Print the data exactly, leaving nothing out.

(Labeled-object pointing entries)
+ + +
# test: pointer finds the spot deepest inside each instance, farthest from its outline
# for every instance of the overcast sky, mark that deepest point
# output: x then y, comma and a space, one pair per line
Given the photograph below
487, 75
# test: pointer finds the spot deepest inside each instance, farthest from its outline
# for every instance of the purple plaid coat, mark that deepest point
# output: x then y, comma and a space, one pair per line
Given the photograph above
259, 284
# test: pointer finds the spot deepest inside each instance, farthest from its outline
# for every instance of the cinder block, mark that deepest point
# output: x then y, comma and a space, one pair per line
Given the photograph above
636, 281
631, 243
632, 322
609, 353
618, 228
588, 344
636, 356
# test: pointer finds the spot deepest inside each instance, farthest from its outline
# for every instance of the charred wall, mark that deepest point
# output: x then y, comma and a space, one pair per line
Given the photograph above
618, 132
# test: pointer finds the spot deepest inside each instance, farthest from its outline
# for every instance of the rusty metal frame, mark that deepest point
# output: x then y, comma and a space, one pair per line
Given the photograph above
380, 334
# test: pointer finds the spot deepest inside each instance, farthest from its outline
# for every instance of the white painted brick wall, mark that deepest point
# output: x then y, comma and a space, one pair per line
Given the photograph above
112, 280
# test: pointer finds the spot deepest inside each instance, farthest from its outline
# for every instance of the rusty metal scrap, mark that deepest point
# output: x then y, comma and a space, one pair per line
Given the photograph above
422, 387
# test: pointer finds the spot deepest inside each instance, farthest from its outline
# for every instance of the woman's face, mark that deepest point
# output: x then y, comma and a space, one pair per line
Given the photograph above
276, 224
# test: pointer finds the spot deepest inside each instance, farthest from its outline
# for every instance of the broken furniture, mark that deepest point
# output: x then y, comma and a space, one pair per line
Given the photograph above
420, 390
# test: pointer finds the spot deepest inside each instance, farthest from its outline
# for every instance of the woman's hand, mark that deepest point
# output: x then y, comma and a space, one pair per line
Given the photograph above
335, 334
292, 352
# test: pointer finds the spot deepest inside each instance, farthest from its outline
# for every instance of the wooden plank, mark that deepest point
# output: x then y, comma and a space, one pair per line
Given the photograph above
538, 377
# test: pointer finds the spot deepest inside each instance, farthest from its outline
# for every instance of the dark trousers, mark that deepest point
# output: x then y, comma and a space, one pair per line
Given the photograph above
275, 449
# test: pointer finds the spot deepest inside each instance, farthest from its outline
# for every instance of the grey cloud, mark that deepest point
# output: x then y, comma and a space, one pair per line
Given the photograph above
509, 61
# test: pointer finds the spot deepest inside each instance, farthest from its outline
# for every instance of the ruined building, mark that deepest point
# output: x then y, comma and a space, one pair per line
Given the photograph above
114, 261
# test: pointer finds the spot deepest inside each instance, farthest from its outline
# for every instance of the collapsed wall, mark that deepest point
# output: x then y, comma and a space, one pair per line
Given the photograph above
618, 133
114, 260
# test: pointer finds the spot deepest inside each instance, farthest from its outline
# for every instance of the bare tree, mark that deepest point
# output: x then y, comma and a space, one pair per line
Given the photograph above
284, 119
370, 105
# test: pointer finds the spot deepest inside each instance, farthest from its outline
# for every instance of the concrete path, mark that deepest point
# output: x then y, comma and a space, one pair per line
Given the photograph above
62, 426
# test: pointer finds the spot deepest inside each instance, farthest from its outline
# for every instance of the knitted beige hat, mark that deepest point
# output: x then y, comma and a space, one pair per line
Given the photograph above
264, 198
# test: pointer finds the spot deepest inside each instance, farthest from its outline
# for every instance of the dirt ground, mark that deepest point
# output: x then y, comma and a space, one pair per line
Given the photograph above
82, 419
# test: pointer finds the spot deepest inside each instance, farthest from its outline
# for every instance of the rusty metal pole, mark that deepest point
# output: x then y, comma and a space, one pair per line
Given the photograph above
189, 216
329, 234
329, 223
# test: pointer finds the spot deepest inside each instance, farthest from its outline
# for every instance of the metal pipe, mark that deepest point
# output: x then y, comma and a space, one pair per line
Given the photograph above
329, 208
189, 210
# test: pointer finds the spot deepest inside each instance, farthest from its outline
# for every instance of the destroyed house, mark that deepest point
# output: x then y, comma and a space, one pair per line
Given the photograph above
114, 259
+ + +
Output of the task:
# test: pointer finds the spot deepest inside each instance, farthest from its outline
# for every instance of the overcast sky, mark that deepest point
# output: x then y, comma and a space, one pair per line
Given the photograph below
487, 75
# test: pointer finds the spot deepest inside each instance, farthest from its outline
# for every instance of the purple plaid coat, mark that deepest point
# output: x then y, comma and a space, one pair per line
Given the photograph above
259, 284
# test: pointer finds the spot deepest inside each instance, farthest from its outline
# for every instance of the cinder block, mark that deepest point
# output: x then y, comma and a space, one pair per line
Given the photograph above
636, 281
631, 243
632, 322
609, 353
618, 228
588, 344
636, 356
# test: pointer finds the spot deepest inside each instance, farthest from its outline
# for every instance of the charred wall, mark that deepest point
# output: x then y, comma and a space, one pair per line
Given the photograph above
618, 132
# test: pointer finds the spot deepest inside each instance, farthest from its outline
# for every instance of the rusty metal frame, mark that deepest point
# output: x then y, comma and a space, one pair per line
Given the photograph above
380, 334
# test: pointer finds the spot deepest inside each instance, farthest from its outline
# for every instance of the white painted brick wall, mark that deepest point
# output: x then y, comma and a space, one pair per line
Given the photograph above
112, 280
# test: pointer finds the spot deepest inside each instance, farthest from its outline
# for every instance of the rusty metal scrap, mark that deepest point
# output: x then y, comma and a space, one pair per line
Given the photograph above
422, 387
# test: pointer finds the spot deepest inside each instance, farthest from its outline
# for every instance of the woman's face, mark that deepest point
# output: x then y, comma and a space, one pair per line
Given the photograph above
276, 224
# test: pointer finds the spot deepest inside each instance, farthest from its outline
# for every instance of the broken furniture, mark that deepest point
# output: x then y, comma and a space, one pair per line
Given the photograph above
420, 390
# test: pointer finds the spot deepest inside each instance, farthest from its outline
# for every instance of the woman's hand, mark that deepest point
# output: x then y, comma and a space, one pair per line
Given the photograph above
335, 334
292, 352
# test: pointer finds the spot deepest inside each instance, farthest from its outline
# for every instance of the wooden plank, mark that deepest point
# output: x then y, comma and a space, one pair per line
Given the photograph above
538, 377
# test: pointer finds the spot deepest inside each instance, farthest from its outline
# for every instance of the dark trousers, mark that deepest point
# output: x then y, comma and a space, one pair per line
Given the photograph above
275, 449
# test: pointer finds the spot deepest inside each instance, farthest from its outline
# for every instance of the grey cloud, mark that deepest point
# output: x then y, comma and a space, one pair per line
Given the photograph above
509, 61
# test: pointer finds the spot deepest inside each instance, farthest from its outline
# for every instance of the ruined building, mark that deepest point
# output: x then y, comma and a space, one pair per line
Given the photograph above
114, 261
# test: pointer finds the spot deepest inside each instance, farthest from its outline
# for every instance of the collapsed wall, mark that deepest point
# output: x then y, comma and a space, one pair per line
Given the photograph above
618, 133
114, 260
# test: pointer finds the spot deepest inside each instance, farthest from its outline
# for every instance of the bare tree, mark that deepest point
# output: x then y, comma and a space, one pair per line
Given the photograph above
284, 119
370, 105
# test: pointer finds the spot deepest inside each instance, farthest from its outline
# for every instance of the concrete path, mark that deepest point
# output: x then y, comma and a space, one pair per line
Given the photograph above
62, 426
# test: pointer finds the spot deepest inside each instance, farthest from its outline
# for every instance of the knitted beige hat, mark that deepest point
# output: x then y, comma and a space, one pair per line
Given the photograph above
264, 198
# test: pointer finds the spot deepest inside each instance, farthest from its outline
# for every instance of the dirt ground, mark that deepest point
# output: x then y, comma and a space, one pair per line
Given the photograph above
82, 419
# test: pointer finds the spot deepest inside each instance, farthest from its outline
# for every instance of the rusty metal pole, mark that deepest point
# output: x then y, comma and a space, one pair per line
Given the photograph above
189, 216
329, 234
329, 223
# test: pointer finds the spot deepest inside each instance, farthest from its outline
# for every instance of the metal pipe, mark that deepest point
# output: x then y, comma and a space, one pair per line
Given the photograph above
329, 208
189, 210
# test: pointer finds the spot deepest inside each instance, farthest from its outline
# for every instance of the destroyed house, mark that deepest point
# output: x then y, comma and a space, one pair per line
Given the photograph above
114, 259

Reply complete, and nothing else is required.